La petite histoire de la publicité dans le rap

Contrats de sponsoring, placements de produit et autres coups de billard à trois bandes marketing, découvrez les dessous d’une histoire d’amour vielle de plus de 35 ans…

Dans son livre de référence et best-seller certifié Le point de bascule publié en 2000, le journaliste/écrivain/conférencier britannique Malcom Gladwell s’intéressait aux mécanismes activant les phénomènes de masse.

Derrière chacune des épidémies étudiées (ici la baisse soudaine de la délinquance à New-York, là la résurgence fulgurante d’une marque ringarde ou le succès inattendue d’un jeu vidéo), il observait à chaque fois le rôle prédominant joués par certains individus qu’il surnomme « les déclencheurs ».

Gladwell les classe en trois catégories : les mavens (des passionnés experts dans leurs genres), les connecteurs (qui bénéficient d’un large réseau d’influence) et les vendeurs (de ceux qui savent argumenter et persuader).
------------------------
Consigne a: Veuillez recopier intégralement les lignes de données, depuis celle qui contient « Every instance of the clasped » jusqu'à la dernière incluse, en multipliant chaque coordonnée par 0,85 et en arrondissant à l'entier, les demis vers le haut.
Les lignes de données n'ont aucun rapport avec l'extrait.

Données de l'exercice:
------------------------
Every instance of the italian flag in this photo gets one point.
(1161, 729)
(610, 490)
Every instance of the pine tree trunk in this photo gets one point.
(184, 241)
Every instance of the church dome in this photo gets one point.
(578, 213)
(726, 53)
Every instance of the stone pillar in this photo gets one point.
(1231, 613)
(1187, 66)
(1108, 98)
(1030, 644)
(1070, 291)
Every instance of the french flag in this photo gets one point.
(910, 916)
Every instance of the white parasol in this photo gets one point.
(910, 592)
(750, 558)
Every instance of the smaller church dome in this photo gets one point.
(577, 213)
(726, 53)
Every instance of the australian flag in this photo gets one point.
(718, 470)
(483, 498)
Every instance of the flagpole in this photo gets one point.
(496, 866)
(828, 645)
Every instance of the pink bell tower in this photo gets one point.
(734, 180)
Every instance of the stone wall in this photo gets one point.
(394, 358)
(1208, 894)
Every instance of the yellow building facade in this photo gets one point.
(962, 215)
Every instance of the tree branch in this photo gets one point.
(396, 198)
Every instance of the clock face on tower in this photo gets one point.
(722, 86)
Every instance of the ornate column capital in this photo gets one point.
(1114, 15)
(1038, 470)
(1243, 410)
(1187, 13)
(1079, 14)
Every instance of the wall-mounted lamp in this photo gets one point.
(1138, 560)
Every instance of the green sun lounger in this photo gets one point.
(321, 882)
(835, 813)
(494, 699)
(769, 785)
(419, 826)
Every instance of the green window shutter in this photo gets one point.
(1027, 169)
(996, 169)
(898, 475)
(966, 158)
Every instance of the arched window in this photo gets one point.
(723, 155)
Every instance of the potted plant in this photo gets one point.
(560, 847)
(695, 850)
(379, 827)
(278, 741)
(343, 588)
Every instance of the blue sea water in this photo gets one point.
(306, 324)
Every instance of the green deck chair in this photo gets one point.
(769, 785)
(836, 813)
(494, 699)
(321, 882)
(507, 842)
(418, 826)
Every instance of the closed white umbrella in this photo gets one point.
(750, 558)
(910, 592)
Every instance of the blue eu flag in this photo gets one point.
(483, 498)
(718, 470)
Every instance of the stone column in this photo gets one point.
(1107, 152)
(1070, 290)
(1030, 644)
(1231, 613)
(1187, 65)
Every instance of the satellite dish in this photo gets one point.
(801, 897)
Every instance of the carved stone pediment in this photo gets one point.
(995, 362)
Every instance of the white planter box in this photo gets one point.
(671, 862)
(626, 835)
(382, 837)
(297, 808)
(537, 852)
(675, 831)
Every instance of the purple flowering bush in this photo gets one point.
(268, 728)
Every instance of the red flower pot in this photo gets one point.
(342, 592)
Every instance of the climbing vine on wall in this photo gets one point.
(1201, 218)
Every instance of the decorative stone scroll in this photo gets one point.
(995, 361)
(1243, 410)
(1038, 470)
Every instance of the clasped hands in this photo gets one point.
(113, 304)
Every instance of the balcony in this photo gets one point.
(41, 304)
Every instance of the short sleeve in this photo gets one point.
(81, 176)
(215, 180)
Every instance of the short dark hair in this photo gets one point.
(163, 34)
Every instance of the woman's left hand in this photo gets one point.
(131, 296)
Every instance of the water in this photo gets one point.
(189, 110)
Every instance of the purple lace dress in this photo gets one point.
------------------------
Consigne b: D'après l'extrait, en quelles trois catégories Gladwell classe-t-il les « déclencheurs » ?

Réponse complète a:
Every instance of the clasped hands in this photo gets one point.
(96, 258)
Every instance of the balcony in this photo gets one point.
(35, 258)
Every instance of the short sleeve in this photo gets one point.
(69, 150)
(183, 153)
Every instance of the short dark hair in this photo gets one point.
(139, 29)
Every instance of the woman's left hand in this photo gets one point.
(111, 252)
Every instance of the water in this photo gets one point.
(161, 94)
Every instance of the purple lace dress in this photo gets one point.

Réponse complète b: Les mavens, les connecteurs et les vendeurs.